Filter the records below, keeping only lines with the string "boulder".
::: Material provided :::
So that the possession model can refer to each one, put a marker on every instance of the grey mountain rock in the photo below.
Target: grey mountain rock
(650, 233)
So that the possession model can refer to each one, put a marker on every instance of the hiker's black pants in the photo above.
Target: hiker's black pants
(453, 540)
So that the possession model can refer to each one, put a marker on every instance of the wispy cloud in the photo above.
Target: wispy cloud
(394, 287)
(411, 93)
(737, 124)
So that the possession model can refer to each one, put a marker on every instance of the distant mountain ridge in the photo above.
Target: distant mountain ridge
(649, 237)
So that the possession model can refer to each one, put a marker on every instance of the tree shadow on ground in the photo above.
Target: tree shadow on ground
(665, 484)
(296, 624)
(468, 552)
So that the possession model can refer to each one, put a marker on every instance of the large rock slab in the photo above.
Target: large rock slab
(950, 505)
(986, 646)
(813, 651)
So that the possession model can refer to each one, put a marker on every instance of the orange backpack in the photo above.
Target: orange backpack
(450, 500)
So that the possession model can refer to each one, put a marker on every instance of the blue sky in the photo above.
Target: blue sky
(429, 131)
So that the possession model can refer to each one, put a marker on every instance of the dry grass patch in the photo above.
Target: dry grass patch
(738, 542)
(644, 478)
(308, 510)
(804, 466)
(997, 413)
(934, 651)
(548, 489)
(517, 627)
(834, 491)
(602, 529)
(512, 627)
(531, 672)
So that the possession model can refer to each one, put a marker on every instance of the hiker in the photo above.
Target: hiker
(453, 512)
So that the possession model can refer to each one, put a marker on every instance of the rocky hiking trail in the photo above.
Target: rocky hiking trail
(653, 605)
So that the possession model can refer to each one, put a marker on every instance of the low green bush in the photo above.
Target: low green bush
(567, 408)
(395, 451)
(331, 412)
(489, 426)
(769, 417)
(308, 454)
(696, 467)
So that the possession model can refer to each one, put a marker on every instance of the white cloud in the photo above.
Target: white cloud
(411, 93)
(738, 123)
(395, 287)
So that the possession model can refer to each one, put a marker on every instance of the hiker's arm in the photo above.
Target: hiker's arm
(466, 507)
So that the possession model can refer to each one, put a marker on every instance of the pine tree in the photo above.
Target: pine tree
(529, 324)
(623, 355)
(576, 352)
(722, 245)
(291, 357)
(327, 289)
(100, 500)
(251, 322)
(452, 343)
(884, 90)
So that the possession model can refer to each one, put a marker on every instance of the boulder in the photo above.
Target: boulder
:::
Output for this exercise
So that the possession model can refer to each one, put a marker on every instance of the boulder in the photo above.
Target: boulder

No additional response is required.